[Items listed in a dataset]

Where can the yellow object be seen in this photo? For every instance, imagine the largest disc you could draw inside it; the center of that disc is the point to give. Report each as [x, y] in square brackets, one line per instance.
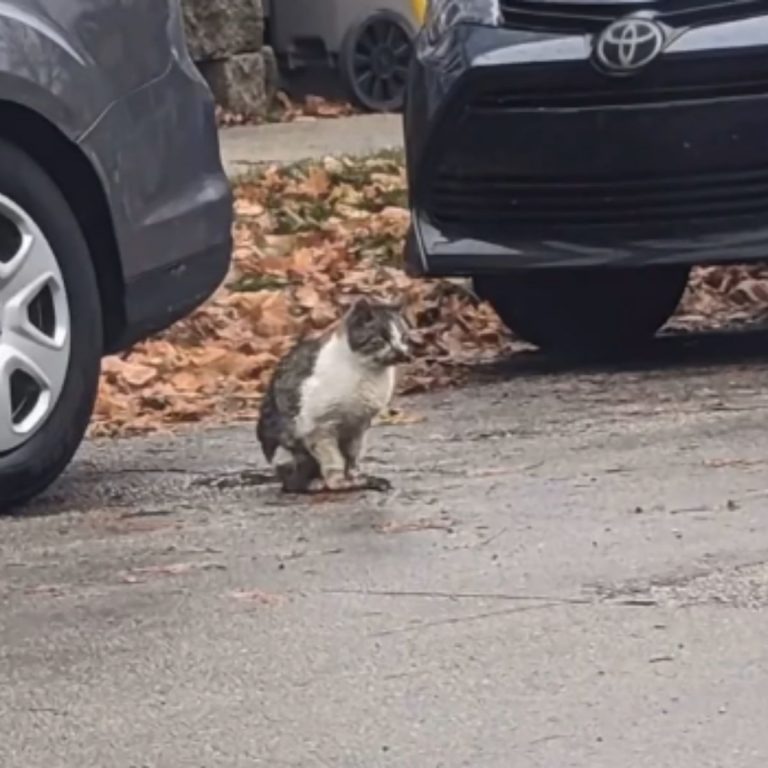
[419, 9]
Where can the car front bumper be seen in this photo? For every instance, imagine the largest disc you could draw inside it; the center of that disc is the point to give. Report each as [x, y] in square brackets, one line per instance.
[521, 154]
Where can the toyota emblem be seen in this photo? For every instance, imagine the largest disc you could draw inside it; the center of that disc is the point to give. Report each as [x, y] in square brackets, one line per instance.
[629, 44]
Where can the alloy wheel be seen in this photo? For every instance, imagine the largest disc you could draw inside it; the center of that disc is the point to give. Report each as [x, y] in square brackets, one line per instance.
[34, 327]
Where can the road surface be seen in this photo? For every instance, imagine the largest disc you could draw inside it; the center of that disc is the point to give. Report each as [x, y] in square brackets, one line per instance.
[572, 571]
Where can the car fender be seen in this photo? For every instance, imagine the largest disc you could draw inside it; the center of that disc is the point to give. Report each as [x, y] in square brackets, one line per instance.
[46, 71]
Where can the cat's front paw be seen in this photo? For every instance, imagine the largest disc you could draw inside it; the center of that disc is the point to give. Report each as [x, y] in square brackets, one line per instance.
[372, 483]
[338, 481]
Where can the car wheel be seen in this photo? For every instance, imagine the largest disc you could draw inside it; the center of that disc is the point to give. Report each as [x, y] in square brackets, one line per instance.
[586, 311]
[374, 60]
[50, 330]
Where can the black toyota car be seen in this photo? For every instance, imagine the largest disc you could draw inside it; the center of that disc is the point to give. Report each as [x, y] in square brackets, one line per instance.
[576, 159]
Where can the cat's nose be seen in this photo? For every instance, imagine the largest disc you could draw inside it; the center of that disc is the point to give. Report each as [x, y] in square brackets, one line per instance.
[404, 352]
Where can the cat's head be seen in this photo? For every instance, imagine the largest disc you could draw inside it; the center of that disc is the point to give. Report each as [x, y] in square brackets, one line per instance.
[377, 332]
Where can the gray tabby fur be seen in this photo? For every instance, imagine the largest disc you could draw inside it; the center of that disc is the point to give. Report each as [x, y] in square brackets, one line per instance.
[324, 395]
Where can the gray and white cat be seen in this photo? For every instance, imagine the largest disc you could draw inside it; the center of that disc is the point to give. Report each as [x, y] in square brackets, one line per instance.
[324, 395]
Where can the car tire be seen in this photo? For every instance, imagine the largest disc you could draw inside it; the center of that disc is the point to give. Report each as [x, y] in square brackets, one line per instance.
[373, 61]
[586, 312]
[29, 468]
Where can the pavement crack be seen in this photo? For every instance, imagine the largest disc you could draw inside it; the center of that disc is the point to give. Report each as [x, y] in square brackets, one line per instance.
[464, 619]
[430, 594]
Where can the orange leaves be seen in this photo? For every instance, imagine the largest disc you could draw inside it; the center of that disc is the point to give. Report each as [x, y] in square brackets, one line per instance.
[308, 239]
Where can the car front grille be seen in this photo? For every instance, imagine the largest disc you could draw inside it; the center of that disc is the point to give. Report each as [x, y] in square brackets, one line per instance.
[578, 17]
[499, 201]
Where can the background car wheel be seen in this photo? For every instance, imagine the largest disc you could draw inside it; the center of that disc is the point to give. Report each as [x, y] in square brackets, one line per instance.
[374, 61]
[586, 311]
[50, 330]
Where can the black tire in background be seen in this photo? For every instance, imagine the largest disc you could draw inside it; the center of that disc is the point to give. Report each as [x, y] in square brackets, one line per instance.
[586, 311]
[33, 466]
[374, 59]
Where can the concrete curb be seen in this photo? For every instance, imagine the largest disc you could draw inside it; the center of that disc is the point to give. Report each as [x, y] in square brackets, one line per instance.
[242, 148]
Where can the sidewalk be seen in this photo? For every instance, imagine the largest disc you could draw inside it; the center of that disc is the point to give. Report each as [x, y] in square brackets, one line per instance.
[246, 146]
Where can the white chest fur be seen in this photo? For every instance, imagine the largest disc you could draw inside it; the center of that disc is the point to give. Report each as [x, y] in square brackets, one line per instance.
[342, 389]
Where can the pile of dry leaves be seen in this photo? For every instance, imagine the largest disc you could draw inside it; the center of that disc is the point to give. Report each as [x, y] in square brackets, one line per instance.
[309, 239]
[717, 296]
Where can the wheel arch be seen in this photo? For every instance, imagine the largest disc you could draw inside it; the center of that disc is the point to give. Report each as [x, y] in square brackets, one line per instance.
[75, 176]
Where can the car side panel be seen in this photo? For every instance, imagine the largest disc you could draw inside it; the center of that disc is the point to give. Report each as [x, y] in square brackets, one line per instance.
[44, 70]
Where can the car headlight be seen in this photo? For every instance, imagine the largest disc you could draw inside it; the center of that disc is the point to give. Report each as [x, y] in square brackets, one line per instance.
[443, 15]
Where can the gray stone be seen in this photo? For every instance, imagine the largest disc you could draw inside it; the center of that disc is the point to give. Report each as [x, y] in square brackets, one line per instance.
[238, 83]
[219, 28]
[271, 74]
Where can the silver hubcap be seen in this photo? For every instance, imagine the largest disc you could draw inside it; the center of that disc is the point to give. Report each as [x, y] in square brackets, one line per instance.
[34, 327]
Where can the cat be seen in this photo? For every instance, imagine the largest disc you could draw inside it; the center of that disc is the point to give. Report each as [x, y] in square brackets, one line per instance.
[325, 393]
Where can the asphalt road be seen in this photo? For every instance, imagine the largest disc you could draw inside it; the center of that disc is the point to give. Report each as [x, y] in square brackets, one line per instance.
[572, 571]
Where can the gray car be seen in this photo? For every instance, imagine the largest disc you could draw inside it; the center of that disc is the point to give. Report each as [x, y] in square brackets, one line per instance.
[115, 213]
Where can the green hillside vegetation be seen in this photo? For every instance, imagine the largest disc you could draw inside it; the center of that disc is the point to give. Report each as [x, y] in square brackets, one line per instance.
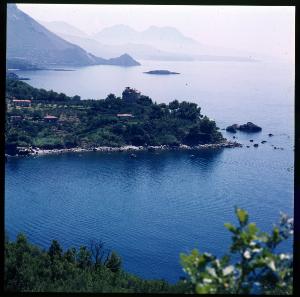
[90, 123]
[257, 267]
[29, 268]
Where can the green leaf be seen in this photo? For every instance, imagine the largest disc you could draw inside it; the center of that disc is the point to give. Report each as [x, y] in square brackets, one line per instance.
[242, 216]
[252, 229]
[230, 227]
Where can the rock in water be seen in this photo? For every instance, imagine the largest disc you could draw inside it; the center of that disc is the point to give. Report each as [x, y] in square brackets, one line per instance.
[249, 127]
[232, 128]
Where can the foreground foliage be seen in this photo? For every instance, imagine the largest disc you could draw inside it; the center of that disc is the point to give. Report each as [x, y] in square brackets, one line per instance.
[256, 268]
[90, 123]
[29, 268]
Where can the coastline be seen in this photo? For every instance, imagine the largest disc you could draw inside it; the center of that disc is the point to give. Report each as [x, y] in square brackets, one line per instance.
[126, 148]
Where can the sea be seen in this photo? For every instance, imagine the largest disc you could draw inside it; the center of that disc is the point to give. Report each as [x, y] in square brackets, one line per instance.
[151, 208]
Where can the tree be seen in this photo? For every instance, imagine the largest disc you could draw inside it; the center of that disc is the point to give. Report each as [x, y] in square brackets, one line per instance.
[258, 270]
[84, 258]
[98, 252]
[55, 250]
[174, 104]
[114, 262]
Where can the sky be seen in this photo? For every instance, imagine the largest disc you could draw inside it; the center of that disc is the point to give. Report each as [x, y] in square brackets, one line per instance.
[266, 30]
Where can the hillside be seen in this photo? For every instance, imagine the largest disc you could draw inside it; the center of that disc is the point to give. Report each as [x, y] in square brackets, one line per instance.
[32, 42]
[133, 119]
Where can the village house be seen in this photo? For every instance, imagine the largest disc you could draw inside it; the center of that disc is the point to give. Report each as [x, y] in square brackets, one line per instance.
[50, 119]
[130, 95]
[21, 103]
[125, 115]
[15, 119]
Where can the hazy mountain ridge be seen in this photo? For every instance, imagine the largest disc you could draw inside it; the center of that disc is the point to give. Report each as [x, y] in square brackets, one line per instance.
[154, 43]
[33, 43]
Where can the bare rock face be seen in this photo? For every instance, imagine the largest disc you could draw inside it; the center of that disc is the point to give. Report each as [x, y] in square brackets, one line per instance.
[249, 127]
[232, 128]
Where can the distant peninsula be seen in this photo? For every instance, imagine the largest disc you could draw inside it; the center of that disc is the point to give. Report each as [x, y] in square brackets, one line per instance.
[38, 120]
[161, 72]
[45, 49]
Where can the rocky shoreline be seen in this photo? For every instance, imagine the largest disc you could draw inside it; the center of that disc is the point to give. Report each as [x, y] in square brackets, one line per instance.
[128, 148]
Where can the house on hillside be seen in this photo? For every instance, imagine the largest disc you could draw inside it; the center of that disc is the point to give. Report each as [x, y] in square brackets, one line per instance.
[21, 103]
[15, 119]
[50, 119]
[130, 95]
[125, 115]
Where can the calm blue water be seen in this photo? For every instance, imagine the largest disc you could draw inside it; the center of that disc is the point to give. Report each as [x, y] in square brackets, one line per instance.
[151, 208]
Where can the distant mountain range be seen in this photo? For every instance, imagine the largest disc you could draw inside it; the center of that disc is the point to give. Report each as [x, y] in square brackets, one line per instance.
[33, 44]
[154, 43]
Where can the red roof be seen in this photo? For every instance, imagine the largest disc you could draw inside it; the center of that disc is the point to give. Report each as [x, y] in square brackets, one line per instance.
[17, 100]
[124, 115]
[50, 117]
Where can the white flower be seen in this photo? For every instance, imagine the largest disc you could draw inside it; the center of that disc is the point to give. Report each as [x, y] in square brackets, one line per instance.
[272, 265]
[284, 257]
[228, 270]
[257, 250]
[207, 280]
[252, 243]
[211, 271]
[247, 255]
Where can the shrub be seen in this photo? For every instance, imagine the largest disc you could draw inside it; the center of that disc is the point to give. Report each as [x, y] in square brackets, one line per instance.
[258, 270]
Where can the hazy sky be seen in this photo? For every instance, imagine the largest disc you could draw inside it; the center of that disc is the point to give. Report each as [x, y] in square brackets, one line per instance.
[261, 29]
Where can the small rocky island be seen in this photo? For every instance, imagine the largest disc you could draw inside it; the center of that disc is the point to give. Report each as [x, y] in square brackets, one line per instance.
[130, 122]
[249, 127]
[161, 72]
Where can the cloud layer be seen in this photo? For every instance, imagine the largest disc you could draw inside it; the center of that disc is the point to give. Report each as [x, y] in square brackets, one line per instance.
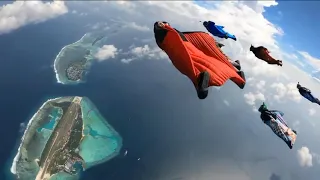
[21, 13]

AIM OF THE TASK:
All lines from the one containing "Where can the cloud" through the end of the entries above must be given again exactly, with every picture omitted.

YOUR RESPONSE:
Where can the cloud layer be seen in this photo? For every instance, imagine the largest disc you could draw inside it; the center of that disc is the point to give. Report each as [x, y] in square brackets, one line per instance.
[21, 13]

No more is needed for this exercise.